§ ЗАДАНИЕ 1: Перепишите без изменений ту часть записей, которая начинается со строки, содержащей «[pin] white sock -- one per line», и заканчивается последней записью, причём обе границы включаются. Изображения в ответ не включайте.

§ ОТРЫВОК:

Сергей Маркедонов: Начинать президентство с этого – не самая лучшая идея, потому что такие действия настраивают Москву на осторожный, скептический лад. Очевидно же, что многие молдавские политики, неважно, какой они политической ориентации, признавали: без Москвы эту проблему не решишь. Ну если вы намерены ее решать, стоит ли, как говорит современная сетевая молодежь, троллить Москву в этой связи? Как-то не очень это правильно.
Некоторые моменты, которые Санду озвучивает, насчет трансформации операции в гражданскую миссию под эгидой ОБСЕ, – можно осуществлять уже тогда, когда нет никаких угроз. А на сегодняшний день мы можем говорить об определенных угрозах. Например, в городе Бендеры, который по соглашению 1992 года был признан территорией особой безопасности, действует две юрисдикции, есть органы власти и Приднестровья, и Молдовы. Военный конфликт 1992 года был, в том числе из-за этого полиюридизма. Пока острота сохраняется. Зачем спешить?
К тому же миротворческая операция на Днестре – коллективная, между прочим, а не только российская. Но и молдавская в той же мере! И украинские наблюдатели там имеются! И в переговорном формате «5+2» Россия и Украина вместе являются гарантами, есть там и ЕС, и ОБСЕ. Какое еще нужно интернационализированное предприятие, когда уже по факту это так и есть? Российские военные мешают? Замечательно. Во-первых, российские военные – это уже совсем не тот формат 14-й армии, которая была в 1991 – 92 гг. Численность их значительно сокращена. К тому же на территории Приднестровья расположены военные склады – представьте, что они вдруг остаются бесхозными. Это угроза с точки зрения европейской безопасности, даже не российской. Все эти вопросы требуют серьезной подготовки и проработки.
Возможно, заявления Майи Санду на тему российского военного присутствия были нацелены на то, чтобы мобилизовать свой ядерный электорат, чтобы понравиться партнерам на Западе, украинским партнерам и т.д. Но, наверное, не самый оптимальный вариант делать такие заявления, особенно когда вопрос с президентскими полномочиями не решен до конца.
ПолитНавигатор: Новый президент вступила в должность в непростое время для страны – бушует пандемия, много проблем в экономике. Майя Санду ставит себе амбициозные задачи, такие как, например, борьба с коррупцией. По силам это все хрупкой женщине? Кстати, в Молдове шутят, что это страна победившего матриархата: там теперь президент, спикер и глава Конституционного суда – женщины.
Сергей Маркедонов: Тогда уж для полноты картины не будем забывать и про главу Гагаузии Ирину Влах. Пройдусь коротко по гендерном фактору. Я не думаю, что он в Молдове или где-то в другом месте он играет решающую роль. Все-таки здесь политические взгляды, политические разногласия более важны. Вряд ли, скажем, спикер Зинаида Гречаная будет считаться политическим союзником Майи Санду или главы КС Домники Маноле.
Что касается хрупкости, то вопрос не в ней. Многие женщины-политики были достаточно жесткими и целеустремленными, выполняли на своих постах тяжелые задачи, которые традиционно воспринимаются как мужские. Примеров масса – от Маргарет Тэтчер до Валентины Матвиенко. Вопрос в том, насколько возможно решение поставленных задач в имеющейся ситуации. Например, борьба с коррупцией. Кто из политиков скажет, что он за коррупцию? По-моему, таких нет.

§ ВХОДНЫЕ ДАННЫЕ:
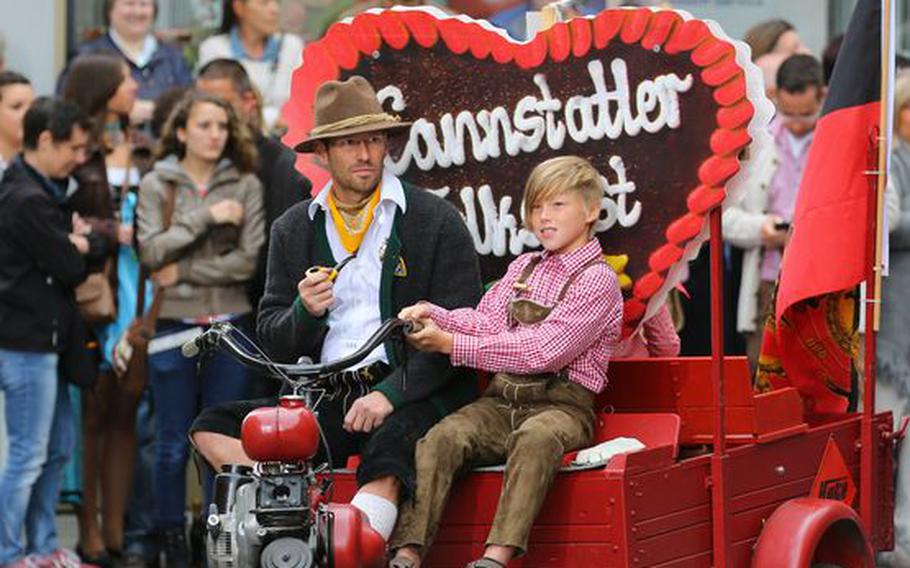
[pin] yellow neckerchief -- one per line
(351, 239)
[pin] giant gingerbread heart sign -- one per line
(659, 102)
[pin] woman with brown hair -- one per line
(774, 36)
(102, 86)
(155, 65)
(201, 225)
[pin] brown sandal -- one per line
(485, 562)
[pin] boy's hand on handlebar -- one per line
(416, 312)
(367, 413)
(316, 293)
(227, 212)
(431, 338)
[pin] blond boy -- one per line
(547, 329)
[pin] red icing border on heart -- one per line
(346, 42)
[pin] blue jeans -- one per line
(178, 393)
(139, 537)
(41, 436)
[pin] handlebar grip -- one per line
(327, 269)
(190, 349)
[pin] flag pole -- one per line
(882, 177)
(873, 284)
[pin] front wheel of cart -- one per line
(820, 533)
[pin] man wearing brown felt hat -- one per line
(341, 263)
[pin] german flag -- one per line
(812, 341)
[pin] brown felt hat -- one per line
(345, 108)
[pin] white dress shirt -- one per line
(356, 314)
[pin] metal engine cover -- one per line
(287, 553)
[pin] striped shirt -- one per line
(578, 337)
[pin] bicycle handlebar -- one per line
(219, 336)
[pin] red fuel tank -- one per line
(287, 432)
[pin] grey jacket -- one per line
(214, 262)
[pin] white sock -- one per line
(381, 512)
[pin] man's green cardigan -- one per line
(438, 264)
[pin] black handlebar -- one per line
(221, 336)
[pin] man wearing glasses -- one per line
(339, 265)
(760, 221)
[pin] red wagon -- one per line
(727, 478)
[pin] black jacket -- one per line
(39, 267)
(442, 267)
(282, 187)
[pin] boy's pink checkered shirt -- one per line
(578, 337)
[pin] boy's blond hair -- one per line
(564, 174)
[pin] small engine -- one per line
(274, 515)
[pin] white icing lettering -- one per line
(538, 118)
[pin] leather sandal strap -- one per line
(485, 563)
(402, 562)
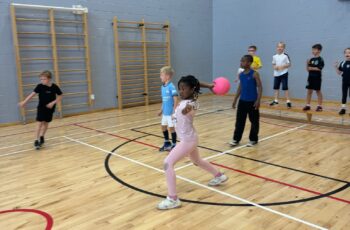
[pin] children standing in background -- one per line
(249, 93)
(343, 69)
(169, 103)
(256, 65)
(189, 88)
(47, 92)
(281, 63)
(314, 66)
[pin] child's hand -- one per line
(210, 87)
(21, 104)
(50, 105)
(234, 105)
(187, 109)
(257, 105)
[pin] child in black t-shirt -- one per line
(343, 69)
(314, 66)
(47, 92)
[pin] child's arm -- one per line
(238, 94)
(52, 103)
(282, 67)
(206, 85)
(336, 66)
(258, 63)
(259, 85)
(187, 109)
(25, 101)
(175, 102)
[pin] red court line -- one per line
(279, 182)
(49, 219)
(223, 166)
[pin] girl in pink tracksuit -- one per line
(189, 88)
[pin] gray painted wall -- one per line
(191, 43)
(300, 23)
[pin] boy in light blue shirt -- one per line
(169, 103)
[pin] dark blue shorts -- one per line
(283, 79)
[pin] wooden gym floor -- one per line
(103, 171)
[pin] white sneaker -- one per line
(218, 180)
(252, 143)
(233, 143)
(169, 203)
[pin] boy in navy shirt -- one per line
(169, 103)
(314, 66)
(47, 92)
(343, 69)
(249, 93)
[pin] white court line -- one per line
(204, 186)
(89, 131)
(116, 131)
(243, 146)
(77, 133)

§ ЗАДАНИЕ 2: Продолжите интервью о Майе Санду и Приднестровье с того места, на котором оно заканчивается.

§ ОТВЕТ 1:
[pin] white sock -- one per line
(381, 512)
[pin] man's green cardigan -- one per line
(438, 264)
[pin] black handlebar -- one per line
(221, 336)
[pin] man wearing glasses -- one per line
(339, 265)
(760, 221)
[pin] red wagon -- one per line
(727, 478)
[pin] black jacket -- one per line
(39, 267)
(442, 267)
(282, 187)
[pin] boy's pink checkered shirt -- one per line
(578, 337)
[pin] boy's blond hair -- one per line
(564, 174)
[pin] small engine -- one per line
(274, 515)
[pin] white icing lettering -- one per line
(538, 118)
[pin] leather sandal strap -- one per line
(485, 563)
(402, 562)
[pin] children standing in background -- one per line
(249, 93)
(343, 69)
(169, 103)
(256, 65)
(189, 88)
(47, 92)
(281, 63)
(314, 66)
[pin] child's hand -- one per line
(210, 87)
(21, 104)
(50, 105)
(234, 105)
(187, 109)
(257, 105)
[pin] child in black t-shirt -- one per line
(343, 69)
(314, 66)
(47, 92)
[pin] child's arm -- one per line
(238, 94)
(52, 103)
(282, 67)
(206, 85)
(336, 66)
(258, 63)
(259, 85)
(187, 109)
(25, 101)
(175, 102)
[pin] red court line -- one per line
(279, 182)
(49, 219)
(223, 166)
[pin] girl in pink tracksuit -- one per line
(189, 88)
[pin] gray painted wall -- one per line
(191, 43)
(300, 23)
[pin] boy in light blue shirt -- one per line
(169, 103)
[pin] dark blue shorts -- one per line
(283, 79)
[pin] wooden gym floor -- one per line
(103, 171)
[pin] white sneaker -- one per line
(218, 180)
(252, 143)
(233, 143)
(169, 203)
[pin] boy in navy shirt -- one per line
(169, 103)
(314, 66)
(47, 92)
(343, 69)
(249, 93)
[pin] white court line -- one per line
(204, 186)
(89, 131)
(116, 131)
(243, 146)
(77, 133)

§ ОТВЕТ 2:
Мы знаем многие страны, где борьба с коррупцией становилась идефикс, но не очень получалось или получалось совсем не то, что заявлялось. На Украине последние шесть лет только и делают, что борются с коррупцией, – под этими лозунгами пришел к власти Порошенко, затем под ними же – Зеленский, но значительных достижений пока не видно. Михаил Саакашвили в Грузии с низовой коррупцией действительно справился, но уровень верховой коррупции остался.
Это очень просто сказать: мы будем бороться с теневым сектором. Популизмом всегда легче заниматься, чем решать проблемы системно. Коррупция и теневой сектор возникают на основе каких-то искривлений в государственной политике, экономической линии. С искривлениями бороться гораздо сложнее, чем посадить пару десятков человек и сказать: вот, мы боремся с коррупцией. Такие заявления похожи на призыв: давайте будем все богатыми и здоровыми. У всех разные показатели по здоровью и богатству.
ПолитНавигатор: Майя Санду – сторонница сближения Молдовы и Румынии. Показательный момент: только вступив в должность, новый президент сразу распорядилась на сайте главы государства заменить отображающий язык значок MD на RO (так было до 2016 года). Как бы вы оценили перспективы развития унионизма в Молдове? Зачем вообще молдаванам становиться румынами?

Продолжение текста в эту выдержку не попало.